§ TASK GOAL: Could you print each line of the material below exactly?

§ INFORMATION GIVEN:
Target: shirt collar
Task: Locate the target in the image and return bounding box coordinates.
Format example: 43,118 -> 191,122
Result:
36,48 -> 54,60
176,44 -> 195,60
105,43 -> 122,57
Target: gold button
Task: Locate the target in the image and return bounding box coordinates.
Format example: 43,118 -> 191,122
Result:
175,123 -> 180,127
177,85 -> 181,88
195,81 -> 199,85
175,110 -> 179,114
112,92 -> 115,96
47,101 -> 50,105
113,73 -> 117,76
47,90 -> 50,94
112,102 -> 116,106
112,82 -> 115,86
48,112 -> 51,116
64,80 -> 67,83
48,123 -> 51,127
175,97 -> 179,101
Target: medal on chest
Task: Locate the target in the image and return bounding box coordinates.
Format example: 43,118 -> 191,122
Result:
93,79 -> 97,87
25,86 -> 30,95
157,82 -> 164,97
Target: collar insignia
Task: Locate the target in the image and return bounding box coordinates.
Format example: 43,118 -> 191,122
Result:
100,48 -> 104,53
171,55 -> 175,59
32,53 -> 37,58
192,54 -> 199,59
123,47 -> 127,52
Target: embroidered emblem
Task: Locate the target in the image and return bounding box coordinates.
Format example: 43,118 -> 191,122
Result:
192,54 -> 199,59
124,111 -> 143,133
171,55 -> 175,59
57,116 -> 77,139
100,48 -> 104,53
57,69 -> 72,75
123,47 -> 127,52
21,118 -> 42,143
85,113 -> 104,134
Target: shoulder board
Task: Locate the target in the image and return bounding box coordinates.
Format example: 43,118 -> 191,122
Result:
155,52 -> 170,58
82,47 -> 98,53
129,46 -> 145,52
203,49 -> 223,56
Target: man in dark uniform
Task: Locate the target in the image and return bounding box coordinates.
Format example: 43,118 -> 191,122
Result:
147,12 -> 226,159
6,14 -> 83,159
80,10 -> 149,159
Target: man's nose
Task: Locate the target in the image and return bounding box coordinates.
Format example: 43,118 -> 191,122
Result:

§ SOLUTION TO THE PROBLEM:
Target: shirt collar
Task: Locate the target in the image and return bounding box coordinates.
Format example: 43,118 -> 191,122
Result:
36,48 -> 54,60
176,44 -> 195,60
105,43 -> 122,57
Target: gold button
Task: Locate the target in the image and return bounding box coordinates.
Format example: 43,118 -> 191,122
Result:
175,123 -> 180,127
177,85 -> 181,88
195,81 -> 199,85
175,110 -> 179,114
112,92 -> 115,96
47,101 -> 50,105
113,73 -> 117,76
47,90 -> 50,94
112,102 -> 116,106
112,82 -> 115,86
48,112 -> 51,116
64,80 -> 67,83
48,123 -> 51,127
175,97 -> 179,101
Target: medal on chest
Task: Locate the target in the image and return bounding box coordinates.
Format example: 43,118 -> 191,122
Result:
93,79 -> 97,87
25,86 -> 30,95
157,82 -> 164,97
Target: collar insignia
Task: Locate the target in the image and return bounding box coordinates.
Format example: 43,118 -> 191,122
Result:
100,48 -> 104,53
171,55 -> 175,59
32,53 -> 37,58
192,54 -> 199,59
123,47 -> 127,52
Target: embroidered emblem
Task: Locate the target in the image and return bounding box coordinates.
Format example: 43,118 -> 191,122
Result:
192,54 -> 199,59
124,111 -> 143,133
171,55 -> 175,59
57,116 -> 77,139
100,48 -> 104,53
57,69 -> 72,75
123,47 -> 127,52
21,118 -> 42,143
85,113 -> 104,134
Target: shoulder board
Task: Locate the target in the image and return bounding box coordinates.
Format example: 43,118 -> 191,122
Result:
155,52 -> 170,58
82,47 -> 98,53
129,46 -> 145,52
203,49 -> 223,56
Target: man in dark uniform
Task: Locate the target in the image and return bounding box coordinates.
Format example: 43,118 -> 191,122
Result:
147,12 -> 226,159
6,14 -> 83,159
80,10 -> 149,159
Target: man's nose
Task: Locate the target in the image and return bounding box coordinates.
Format example: 43,118 -> 191,122
Result:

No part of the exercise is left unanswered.